**WRITTEN TASK**
Copy out the entries from the line containing "For the evaluation set, locate the white cabinet" through the line containing "x=757 y=371", and only those lines, requests included. Scale every x and y coordinate in the answers by 2.05 and round to whole numbers, halves up, leaving the numbers in the requests and their format samples as they are.

**SUPPLIED RECORDS**
------------------------
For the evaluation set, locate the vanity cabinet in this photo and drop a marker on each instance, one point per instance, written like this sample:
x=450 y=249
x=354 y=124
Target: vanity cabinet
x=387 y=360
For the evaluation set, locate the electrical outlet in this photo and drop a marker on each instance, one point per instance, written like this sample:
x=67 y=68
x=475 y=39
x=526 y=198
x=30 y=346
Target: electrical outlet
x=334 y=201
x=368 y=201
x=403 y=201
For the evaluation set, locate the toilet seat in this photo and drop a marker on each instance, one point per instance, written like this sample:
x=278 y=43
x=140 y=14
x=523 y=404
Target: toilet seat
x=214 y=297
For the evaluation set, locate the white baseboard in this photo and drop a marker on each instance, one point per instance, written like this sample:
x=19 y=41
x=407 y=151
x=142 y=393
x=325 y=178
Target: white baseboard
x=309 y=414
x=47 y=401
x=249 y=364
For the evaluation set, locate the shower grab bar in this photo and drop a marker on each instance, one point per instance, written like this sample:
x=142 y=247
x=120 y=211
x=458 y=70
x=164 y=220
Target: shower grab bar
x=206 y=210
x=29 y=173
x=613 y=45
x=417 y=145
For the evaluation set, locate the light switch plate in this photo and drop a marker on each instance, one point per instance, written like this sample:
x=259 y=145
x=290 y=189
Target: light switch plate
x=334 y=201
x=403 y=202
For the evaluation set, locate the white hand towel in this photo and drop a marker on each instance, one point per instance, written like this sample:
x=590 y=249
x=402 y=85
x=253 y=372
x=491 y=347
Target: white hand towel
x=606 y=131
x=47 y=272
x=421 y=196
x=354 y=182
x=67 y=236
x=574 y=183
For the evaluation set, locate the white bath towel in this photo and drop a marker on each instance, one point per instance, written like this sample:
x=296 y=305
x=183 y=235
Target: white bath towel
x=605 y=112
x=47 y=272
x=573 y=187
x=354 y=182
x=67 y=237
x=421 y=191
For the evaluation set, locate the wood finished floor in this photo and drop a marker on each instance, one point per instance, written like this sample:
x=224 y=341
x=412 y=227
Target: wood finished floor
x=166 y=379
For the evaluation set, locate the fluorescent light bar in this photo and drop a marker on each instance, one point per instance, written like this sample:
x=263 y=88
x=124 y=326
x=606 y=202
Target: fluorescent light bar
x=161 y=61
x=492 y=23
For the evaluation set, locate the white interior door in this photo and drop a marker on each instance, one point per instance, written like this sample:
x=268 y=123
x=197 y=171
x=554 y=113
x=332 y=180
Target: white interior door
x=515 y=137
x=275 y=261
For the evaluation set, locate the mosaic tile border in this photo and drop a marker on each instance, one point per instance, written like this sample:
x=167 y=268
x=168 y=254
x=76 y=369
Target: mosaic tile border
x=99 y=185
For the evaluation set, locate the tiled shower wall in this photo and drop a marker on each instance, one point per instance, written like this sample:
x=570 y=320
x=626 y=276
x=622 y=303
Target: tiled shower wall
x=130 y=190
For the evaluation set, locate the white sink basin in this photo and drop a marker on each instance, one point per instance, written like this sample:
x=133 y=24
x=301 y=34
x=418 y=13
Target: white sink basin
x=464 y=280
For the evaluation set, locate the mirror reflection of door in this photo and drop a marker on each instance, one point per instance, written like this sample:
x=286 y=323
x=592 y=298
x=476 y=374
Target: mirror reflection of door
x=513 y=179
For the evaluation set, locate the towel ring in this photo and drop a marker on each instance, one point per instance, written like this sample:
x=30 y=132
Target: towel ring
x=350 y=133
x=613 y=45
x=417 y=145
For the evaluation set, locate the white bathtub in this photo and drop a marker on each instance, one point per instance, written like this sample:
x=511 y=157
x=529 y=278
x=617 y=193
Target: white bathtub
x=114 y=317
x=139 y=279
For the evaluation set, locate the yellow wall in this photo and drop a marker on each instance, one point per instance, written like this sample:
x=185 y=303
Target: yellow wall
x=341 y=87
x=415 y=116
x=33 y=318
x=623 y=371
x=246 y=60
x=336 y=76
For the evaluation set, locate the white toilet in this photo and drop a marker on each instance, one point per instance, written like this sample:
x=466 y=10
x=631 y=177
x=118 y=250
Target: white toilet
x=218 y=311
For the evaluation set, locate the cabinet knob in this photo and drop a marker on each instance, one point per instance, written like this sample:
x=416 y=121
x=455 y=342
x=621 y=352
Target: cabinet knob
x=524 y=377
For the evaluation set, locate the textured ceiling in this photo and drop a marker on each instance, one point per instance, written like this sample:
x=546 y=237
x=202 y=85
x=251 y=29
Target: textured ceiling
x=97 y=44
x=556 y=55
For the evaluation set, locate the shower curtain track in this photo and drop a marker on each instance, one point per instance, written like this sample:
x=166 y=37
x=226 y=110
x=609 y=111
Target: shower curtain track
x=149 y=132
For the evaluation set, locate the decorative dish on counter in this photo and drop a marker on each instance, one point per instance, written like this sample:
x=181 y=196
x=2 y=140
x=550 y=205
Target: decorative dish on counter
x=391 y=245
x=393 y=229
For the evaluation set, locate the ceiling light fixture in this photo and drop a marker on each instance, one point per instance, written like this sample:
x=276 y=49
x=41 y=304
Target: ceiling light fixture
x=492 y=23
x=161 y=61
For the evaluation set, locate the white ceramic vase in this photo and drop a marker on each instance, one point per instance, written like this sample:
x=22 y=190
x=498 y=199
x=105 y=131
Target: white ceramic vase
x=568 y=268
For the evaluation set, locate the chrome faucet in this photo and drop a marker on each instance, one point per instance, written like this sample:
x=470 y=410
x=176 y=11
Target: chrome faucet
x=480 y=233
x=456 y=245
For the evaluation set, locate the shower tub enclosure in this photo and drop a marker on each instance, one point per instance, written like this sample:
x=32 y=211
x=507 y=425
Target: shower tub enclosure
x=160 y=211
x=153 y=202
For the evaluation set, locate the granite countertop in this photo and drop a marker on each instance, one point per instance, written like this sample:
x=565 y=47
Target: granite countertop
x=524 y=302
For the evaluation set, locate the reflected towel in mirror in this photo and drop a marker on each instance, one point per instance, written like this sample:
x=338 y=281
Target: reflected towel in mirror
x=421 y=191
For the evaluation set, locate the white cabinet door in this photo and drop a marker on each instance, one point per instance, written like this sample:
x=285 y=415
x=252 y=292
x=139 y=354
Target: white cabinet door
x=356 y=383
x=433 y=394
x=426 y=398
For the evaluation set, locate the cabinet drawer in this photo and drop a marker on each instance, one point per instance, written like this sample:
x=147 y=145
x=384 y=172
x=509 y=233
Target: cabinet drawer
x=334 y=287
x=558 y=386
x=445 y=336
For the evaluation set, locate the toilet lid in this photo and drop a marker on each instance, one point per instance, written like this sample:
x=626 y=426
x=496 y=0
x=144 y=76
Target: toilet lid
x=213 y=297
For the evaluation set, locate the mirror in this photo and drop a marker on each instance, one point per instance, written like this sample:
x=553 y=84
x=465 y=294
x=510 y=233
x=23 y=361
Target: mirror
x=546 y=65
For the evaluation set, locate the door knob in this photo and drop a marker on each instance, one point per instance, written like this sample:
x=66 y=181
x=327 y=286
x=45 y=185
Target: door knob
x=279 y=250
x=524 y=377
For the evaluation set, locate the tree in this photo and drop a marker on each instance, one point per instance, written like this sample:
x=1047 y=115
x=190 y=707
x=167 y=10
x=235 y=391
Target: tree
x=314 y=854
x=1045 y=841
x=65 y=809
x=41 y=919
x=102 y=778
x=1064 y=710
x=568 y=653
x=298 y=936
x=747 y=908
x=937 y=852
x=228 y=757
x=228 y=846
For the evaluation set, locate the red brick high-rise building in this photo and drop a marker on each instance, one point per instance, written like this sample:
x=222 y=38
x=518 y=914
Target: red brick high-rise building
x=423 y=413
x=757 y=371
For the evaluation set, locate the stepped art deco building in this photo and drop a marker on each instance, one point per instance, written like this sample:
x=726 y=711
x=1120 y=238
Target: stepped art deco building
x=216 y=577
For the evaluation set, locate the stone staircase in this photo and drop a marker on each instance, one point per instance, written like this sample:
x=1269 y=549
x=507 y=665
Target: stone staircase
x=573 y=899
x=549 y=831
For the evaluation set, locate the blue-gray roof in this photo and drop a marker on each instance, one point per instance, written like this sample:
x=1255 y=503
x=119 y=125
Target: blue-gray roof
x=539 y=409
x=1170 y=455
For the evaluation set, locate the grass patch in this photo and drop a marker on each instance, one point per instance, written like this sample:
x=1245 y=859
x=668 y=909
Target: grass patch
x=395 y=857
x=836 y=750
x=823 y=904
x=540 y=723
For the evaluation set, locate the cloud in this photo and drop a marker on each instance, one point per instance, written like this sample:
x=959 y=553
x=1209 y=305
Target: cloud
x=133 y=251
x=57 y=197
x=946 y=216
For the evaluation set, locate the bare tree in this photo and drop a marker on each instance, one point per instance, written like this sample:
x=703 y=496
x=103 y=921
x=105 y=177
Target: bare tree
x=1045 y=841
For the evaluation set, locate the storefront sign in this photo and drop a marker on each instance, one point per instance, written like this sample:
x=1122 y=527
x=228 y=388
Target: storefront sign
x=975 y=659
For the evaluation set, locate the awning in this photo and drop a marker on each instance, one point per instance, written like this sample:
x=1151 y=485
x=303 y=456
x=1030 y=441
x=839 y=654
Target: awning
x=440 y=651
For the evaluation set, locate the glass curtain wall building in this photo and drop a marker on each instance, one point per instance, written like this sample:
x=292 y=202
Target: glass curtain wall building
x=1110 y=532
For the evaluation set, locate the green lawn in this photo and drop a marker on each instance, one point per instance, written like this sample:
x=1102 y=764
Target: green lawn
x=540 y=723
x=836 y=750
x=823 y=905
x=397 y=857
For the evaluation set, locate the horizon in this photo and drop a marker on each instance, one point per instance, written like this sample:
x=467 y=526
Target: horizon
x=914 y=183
------------------------
**SOLUTION FOR THIS EXERCISE**
For the evaluation set, locate the white cabinet door in this photo and drop a marker on each instance, one point per instance, written like this sample:
x=285 y=415
x=252 y=292
x=139 y=354
Target: white cabinet door
x=730 y=785
x=888 y=808
x=873 y=816
For the evaluation set, locate the cabinet drawer in this photo and drop a marker on each instance, one point per instance, written like this sample:
x=147 y=145
x=384 y=172
x=509 y=233
Target: cabinet drawer
x=685 y=588
x=1144 y=791
x=912 y=689
For the evaluation set, locate the toilet lid in this photo and drop a marker on each instance, one point per instance, written like this sample:
x=626 y=426
x=496 y=0
x=144 y=76
Target: toilet lid
x=437 y=609
For the evaluation set, locate the mirror in this photo and drop a marker on each instance, one point per instance, written like this sample:
x=553 y=84
x=465 y=294
x=510 y=233
x=23 y=361
Target: mirror
x=1119 y=133
For the evaluation set, locate the door knob in this photo and drop a marker on each instance, one point per instance, written like this sample:
x=66 y=181
x=327 y=286
x=45 y=185
Target: door knob
x=572 y=513
x=1074 y=773
For the evaluation set, locate the tree in this photo and drop a marker on each instance, one point per instance, written like this sample:
x=1047 y=115
x=190 y=707
x=167 y=10
x=235 y=391
Target: tree
x=644 y=1751
x=2142 y=1724
x=133 y=1658
x=84 y=1884
x=209 y=1595
x=2181 y=1456
x=1164 y=1339
x=611 y=1919
x=1531 y=1861
x=1921 y=1747
x=467 y=1552
x=467 y=1734
For the evaluation set, locate the red brick high-rise building in this photo and drop a marker on each instance, one point per instance, written like this sample:
x=222 y=38
x=518 y=914
Target: red brick high-rise building
x=867 y=847
x=1552 y=761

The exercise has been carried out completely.